## PROVIDED ENTRIES
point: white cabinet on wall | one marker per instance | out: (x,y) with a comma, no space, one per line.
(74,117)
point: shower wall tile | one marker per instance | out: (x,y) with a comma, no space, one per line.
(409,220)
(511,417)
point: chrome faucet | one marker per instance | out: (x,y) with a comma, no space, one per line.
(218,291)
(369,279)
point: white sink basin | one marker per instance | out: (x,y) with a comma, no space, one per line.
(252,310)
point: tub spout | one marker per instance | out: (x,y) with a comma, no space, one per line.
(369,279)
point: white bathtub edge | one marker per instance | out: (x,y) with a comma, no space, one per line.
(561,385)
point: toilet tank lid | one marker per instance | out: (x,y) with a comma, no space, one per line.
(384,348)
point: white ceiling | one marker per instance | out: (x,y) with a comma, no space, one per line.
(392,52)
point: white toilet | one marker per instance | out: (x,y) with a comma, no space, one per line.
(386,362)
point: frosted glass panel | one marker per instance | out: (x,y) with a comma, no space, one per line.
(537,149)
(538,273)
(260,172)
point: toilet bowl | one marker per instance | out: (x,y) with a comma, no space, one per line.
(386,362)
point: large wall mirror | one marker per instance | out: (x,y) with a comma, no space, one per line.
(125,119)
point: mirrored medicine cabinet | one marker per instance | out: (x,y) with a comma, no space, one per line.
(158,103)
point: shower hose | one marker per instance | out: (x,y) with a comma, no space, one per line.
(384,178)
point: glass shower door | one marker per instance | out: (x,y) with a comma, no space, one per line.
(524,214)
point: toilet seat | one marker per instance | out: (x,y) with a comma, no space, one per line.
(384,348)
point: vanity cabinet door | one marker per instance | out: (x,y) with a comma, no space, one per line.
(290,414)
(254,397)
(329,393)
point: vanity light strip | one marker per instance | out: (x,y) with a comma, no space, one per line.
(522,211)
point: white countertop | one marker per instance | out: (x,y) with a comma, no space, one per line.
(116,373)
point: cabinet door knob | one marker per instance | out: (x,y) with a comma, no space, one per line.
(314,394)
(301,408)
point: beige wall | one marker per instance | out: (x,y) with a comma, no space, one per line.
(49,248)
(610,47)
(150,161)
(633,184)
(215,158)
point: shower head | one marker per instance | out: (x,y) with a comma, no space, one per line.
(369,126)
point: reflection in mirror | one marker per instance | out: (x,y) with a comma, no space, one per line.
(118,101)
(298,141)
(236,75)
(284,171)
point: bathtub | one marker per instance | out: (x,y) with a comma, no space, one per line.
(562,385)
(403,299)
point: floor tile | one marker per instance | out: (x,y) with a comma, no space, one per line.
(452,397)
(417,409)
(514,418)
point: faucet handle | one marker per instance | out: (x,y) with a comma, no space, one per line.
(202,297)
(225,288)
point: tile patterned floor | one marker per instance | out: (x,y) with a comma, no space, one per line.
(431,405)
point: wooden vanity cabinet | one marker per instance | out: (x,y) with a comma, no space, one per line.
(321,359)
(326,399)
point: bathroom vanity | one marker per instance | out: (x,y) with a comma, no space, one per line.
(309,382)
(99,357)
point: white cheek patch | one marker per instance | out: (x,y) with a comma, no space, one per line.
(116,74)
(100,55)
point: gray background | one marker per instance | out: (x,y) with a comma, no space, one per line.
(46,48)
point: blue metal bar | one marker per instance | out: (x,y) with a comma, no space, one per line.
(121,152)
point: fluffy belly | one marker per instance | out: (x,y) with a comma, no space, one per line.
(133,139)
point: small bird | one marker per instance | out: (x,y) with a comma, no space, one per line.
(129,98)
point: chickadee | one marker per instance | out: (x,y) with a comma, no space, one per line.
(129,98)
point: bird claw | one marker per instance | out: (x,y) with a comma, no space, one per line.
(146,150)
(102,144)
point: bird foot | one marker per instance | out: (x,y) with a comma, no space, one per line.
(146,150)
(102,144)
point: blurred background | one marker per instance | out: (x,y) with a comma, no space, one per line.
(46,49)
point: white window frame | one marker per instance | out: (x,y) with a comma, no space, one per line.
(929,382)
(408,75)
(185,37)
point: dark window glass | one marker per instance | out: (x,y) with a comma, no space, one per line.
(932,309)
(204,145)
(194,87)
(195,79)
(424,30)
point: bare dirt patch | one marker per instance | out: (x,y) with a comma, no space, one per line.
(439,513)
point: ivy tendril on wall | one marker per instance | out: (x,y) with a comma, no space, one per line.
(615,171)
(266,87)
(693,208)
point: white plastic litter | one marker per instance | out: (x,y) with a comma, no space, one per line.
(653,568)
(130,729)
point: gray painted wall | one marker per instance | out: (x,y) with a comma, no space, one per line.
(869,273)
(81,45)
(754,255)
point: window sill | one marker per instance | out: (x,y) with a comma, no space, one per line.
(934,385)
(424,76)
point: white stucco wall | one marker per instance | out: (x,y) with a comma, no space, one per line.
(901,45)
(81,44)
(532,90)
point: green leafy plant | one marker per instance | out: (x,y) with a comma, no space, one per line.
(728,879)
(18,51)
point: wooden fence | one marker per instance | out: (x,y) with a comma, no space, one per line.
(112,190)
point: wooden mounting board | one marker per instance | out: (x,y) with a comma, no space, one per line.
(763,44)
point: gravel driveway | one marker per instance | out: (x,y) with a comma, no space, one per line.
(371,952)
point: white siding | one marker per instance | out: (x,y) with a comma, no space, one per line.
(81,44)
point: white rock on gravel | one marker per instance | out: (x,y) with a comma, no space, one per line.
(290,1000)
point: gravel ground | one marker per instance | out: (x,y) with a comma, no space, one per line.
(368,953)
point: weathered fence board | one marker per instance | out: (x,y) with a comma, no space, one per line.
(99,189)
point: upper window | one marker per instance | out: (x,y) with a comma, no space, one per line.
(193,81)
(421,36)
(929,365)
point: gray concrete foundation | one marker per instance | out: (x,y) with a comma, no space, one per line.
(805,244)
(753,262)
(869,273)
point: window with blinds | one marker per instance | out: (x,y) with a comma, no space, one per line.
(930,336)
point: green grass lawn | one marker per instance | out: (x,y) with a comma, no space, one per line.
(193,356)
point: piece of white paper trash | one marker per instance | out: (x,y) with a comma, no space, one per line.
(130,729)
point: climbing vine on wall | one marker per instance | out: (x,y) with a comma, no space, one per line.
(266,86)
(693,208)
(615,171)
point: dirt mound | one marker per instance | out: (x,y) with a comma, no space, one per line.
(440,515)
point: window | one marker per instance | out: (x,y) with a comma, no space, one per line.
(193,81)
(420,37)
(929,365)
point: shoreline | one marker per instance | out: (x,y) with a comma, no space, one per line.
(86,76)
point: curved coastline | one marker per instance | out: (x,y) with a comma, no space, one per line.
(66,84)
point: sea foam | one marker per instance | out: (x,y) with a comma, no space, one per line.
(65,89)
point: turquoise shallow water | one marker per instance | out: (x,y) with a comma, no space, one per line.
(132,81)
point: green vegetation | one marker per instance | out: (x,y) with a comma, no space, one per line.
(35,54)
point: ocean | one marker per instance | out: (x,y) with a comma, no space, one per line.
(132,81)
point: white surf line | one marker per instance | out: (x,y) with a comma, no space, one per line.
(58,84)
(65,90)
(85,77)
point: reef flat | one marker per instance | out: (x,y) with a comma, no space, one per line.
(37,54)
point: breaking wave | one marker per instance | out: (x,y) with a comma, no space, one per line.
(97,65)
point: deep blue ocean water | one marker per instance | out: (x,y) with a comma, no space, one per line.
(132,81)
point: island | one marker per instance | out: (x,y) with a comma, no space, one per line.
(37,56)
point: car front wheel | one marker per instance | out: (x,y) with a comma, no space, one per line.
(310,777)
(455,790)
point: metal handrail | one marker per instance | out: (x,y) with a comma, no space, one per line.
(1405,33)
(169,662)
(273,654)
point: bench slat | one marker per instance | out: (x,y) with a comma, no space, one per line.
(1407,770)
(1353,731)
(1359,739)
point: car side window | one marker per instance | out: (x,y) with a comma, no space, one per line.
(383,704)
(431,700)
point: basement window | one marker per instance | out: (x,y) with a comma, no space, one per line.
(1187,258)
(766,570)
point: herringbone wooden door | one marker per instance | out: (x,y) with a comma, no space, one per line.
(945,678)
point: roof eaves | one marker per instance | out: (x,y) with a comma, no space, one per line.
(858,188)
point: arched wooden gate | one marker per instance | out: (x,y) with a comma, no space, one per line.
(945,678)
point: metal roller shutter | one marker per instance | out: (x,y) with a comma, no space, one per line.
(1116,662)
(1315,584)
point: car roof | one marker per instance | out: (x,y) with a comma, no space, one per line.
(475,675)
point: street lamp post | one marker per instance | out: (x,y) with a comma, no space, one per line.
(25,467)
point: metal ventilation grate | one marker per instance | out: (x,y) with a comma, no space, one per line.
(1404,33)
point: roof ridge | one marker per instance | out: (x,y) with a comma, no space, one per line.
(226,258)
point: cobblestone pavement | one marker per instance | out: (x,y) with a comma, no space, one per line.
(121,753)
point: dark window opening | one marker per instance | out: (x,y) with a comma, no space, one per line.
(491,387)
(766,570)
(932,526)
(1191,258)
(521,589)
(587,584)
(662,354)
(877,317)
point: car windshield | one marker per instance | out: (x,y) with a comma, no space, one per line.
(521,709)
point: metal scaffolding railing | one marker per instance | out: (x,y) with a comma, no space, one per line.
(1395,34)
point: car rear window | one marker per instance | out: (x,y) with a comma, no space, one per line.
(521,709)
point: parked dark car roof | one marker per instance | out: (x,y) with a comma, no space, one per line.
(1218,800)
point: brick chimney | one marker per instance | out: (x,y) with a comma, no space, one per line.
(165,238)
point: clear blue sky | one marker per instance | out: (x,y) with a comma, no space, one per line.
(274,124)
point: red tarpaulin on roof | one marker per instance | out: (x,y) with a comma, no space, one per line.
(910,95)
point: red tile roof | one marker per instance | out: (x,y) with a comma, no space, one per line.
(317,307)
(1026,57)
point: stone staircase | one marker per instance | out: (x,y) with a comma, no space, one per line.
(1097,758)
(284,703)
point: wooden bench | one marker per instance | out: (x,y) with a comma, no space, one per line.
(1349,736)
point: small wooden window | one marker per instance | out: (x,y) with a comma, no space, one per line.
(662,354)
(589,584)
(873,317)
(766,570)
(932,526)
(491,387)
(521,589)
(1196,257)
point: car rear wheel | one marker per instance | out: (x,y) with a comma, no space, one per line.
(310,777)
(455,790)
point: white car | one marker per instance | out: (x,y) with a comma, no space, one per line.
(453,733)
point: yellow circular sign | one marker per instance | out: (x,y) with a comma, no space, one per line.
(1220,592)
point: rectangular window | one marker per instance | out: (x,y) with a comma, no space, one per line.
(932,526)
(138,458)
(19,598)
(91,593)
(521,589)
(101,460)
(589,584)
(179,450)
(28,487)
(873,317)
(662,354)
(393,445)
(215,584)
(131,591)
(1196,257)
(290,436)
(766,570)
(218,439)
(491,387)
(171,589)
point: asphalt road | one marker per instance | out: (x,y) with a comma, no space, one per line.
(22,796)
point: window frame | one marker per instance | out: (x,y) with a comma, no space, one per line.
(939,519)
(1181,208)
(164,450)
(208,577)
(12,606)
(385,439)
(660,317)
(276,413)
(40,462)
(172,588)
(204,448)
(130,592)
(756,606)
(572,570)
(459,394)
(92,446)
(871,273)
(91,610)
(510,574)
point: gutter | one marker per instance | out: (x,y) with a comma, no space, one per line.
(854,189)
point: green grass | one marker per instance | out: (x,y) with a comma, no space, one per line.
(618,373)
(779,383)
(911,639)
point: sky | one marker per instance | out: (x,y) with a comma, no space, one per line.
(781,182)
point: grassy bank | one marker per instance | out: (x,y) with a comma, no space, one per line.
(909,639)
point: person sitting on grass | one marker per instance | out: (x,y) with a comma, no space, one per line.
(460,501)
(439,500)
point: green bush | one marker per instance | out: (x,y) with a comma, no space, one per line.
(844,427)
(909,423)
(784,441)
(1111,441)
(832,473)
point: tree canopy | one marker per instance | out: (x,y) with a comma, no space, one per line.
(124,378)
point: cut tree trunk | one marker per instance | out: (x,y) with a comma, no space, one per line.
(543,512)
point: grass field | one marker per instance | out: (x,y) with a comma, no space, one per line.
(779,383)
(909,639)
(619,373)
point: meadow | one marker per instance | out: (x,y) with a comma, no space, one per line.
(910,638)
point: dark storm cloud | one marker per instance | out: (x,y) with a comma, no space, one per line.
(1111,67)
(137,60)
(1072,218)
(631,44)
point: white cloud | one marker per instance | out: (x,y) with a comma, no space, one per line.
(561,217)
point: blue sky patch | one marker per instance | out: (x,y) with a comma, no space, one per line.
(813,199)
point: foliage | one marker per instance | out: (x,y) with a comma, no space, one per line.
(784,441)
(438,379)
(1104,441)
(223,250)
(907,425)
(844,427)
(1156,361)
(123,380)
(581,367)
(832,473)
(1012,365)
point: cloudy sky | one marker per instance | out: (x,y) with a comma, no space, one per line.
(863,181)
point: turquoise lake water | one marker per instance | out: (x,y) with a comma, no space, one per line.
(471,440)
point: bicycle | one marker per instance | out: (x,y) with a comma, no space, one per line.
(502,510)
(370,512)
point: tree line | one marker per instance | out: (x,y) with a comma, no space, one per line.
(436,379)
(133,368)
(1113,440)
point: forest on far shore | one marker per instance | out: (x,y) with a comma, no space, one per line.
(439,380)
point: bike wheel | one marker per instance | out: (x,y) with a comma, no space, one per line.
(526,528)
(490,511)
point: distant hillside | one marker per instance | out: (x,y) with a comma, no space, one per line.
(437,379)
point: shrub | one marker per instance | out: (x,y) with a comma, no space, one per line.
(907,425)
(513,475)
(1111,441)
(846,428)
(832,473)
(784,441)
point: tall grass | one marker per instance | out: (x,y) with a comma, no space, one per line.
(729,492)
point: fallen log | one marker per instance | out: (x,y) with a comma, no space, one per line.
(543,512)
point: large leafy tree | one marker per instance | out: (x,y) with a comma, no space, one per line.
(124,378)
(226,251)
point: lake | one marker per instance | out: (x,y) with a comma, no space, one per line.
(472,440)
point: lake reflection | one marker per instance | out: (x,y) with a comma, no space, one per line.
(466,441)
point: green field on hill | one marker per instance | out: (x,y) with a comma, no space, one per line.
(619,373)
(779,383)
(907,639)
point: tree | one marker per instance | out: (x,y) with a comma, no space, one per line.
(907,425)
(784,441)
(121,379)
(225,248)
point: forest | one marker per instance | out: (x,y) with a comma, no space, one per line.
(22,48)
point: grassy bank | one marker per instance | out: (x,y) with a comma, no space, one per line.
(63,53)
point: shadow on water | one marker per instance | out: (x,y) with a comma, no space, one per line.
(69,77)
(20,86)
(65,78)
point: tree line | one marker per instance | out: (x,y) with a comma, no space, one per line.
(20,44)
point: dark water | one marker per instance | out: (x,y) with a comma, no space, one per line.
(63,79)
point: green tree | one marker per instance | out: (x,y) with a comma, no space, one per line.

## GOAL OF THE EXERCISE
Give back, word for word, the lines from the one with "point: shrub |" through the last line of the entries, both included, and no other line.

## FINAL ANSWER
point: shrub | one marker per instance | out: (x,y) with a comma, no space, one per line.
(907,425)
(513,475)
(1111,441)
(846,428)
(832,473)
(784,441)
point: tall grass | one marker per instance | out: (x,y) with a comma, no space, one per line.
(729,492)
point: fallen log | one marker per instance | out: (x,y) with a comma, no space, one per line.
(543,512)
point: large leafy tree | one marker per instance | out: (x,y) with a comma, no space, one per line.
(124,378)
(226,251)
point: lake | one marker per instance | out: (x,y) with a comma, no space, one per line.
(472,440)
point: lake reflection | one marker per instance | out: (x,y) with a comma, no space, one per line.
(466,441)
point: green field on hill | one marker per instance | out: (x,y) with a comma, no space, one per line.
(619,373)
(779,383)
(907,639)
point: tree | one marker per instance | out: (x,y) with a comma, no space, one per line.
(907,425)
(784,441)
(121,379)
(225,248)
point: forest | one marker per instance | out: (x,y) with a comma, no space, one per line.
(22,48)
point: grassy bank | one marker per instance | out: (x,y) with a comma, no space, one per line.
(63,53)
point: shadow on water | one marker per instance | out: (x,y) with a comma, no space, one per line.
(69,77)
(20,86)
(65,78)
point: tree line | one marker per instance | out: (x,y) with a comma, no space, one per line.
(20,44)
point: dark water | one marker per instance | out: (x,y) with a comma, no space, one per line.
(63,79)
point: green tree | one marker per instance | out: (x,y) with a comma, no space, one per line.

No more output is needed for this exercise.